Continue the article on the Talend round table about big data in banking, starting after its last sentence.
### Supplied passage
Streamline big data – Talend round table


10 December 2015


Big data, seen as the panacea to cure all banking ills, is capable of improving the customer experience, reducing risk, increasing efficiency and ultimately raising profits. But can it really achieve all this for the industry? Mark Brierley hears from experts across the sector at a Talend round table and tries to find a consensus on just what is and, more importantly, what is not possible.


A term that has spread across the business world like wildfire in the past decade, the finance industry has been one of many sectors to fan the flames and tout 'big data' as the future. For banks, it is seen as a means of providing a new level of personalisation to the customer, as giving a better understanding of risk management and as a way of improving fraud detection. But at a round table discussion organised by software vendor Talend, there is some scepticism on just how far the big industry players have gone in truly embracing big data.
######
### Provided records
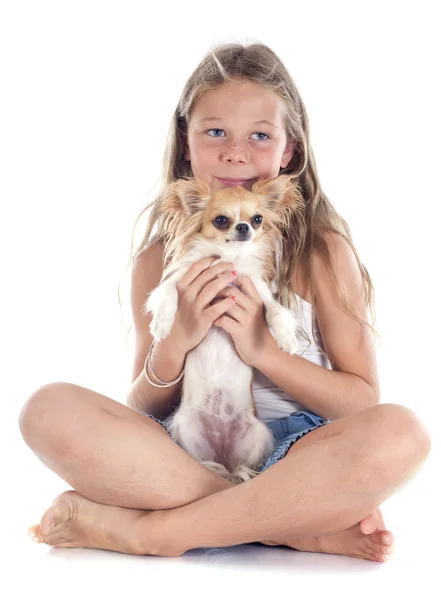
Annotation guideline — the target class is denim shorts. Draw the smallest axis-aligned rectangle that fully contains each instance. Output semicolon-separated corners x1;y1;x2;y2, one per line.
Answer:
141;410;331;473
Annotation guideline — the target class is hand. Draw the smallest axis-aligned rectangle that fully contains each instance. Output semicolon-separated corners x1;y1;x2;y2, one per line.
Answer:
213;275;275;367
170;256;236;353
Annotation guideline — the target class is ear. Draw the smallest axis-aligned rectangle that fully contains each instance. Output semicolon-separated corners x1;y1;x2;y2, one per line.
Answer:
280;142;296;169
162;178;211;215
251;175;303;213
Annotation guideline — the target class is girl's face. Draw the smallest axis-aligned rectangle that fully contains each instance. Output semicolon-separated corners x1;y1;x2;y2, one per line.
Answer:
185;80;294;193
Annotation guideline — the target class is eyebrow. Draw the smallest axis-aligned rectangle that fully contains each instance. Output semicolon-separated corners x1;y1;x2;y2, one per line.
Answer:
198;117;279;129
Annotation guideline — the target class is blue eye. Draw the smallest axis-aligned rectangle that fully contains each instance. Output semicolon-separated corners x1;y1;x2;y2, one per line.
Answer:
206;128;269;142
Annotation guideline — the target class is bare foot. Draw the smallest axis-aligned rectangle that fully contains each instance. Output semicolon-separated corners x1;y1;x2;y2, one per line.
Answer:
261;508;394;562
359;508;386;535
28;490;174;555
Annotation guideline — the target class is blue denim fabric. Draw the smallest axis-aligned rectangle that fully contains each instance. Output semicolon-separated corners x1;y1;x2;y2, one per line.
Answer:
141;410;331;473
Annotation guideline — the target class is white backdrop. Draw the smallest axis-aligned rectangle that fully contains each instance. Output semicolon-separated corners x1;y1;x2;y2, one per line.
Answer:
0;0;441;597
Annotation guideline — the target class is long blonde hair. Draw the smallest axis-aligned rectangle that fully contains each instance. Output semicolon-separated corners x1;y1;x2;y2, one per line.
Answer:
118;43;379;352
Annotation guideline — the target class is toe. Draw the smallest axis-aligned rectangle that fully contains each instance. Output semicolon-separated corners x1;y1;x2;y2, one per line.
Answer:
######
### Provided records
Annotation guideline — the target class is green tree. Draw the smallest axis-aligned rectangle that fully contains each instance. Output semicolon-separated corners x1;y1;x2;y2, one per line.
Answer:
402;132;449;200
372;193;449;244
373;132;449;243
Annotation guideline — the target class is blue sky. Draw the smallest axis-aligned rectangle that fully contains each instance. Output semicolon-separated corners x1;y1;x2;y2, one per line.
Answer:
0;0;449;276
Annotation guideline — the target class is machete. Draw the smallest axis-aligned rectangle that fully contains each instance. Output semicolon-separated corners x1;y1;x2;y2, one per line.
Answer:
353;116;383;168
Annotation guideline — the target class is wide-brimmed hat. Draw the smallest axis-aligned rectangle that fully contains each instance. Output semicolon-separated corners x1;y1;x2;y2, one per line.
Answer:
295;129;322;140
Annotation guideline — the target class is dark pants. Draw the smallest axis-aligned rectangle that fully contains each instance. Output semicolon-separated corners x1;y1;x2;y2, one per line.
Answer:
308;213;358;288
######
## Response below
A recent survey of banking professionals by Talend found that 64% of banks report that they are currently using big data. When asking senior executives specifically, that number rises to 75%, yet only 30% of professionals at the coal face do, suggesting a disconnect between what the banks say they are doing and what is actually happening. The headline figure of 64% was certainly taken with a pinch of salt among the participants at the round table.

"Pretty much all of our clients [in the banking industry] say 'yes we know that big data is the way to go', but it's very different when you get to the actual implentation and delivery of big data," Ben Musgrave, enterprise account manager for BIPB says to a chorus of approval from the other attendees, before confirming "there's far less happening in reality".

A clearer view

But the picture isn't perhaps as black and white as that. After all, the banking industry has been using big data for high-frequency trading and quant funds for more than a decade, so perhaps the detachment only exists between what banks say they are using big data for today and how it is actually being used. There is clearly little benefit to the personalisation of a customer's banking experience if high-frequency trading is as far as the usage currently goes. So perhaps the disconnect is more of a result of the stifling environment the sector has found itself in since 2007, thinks Louise Cooper, financial analyst and journalist for The Times, the Sun and the BBC.

There is clearly little benefit to the personalisation of a customer's banking experience if high-frequency trading is as far as the usage currently goes.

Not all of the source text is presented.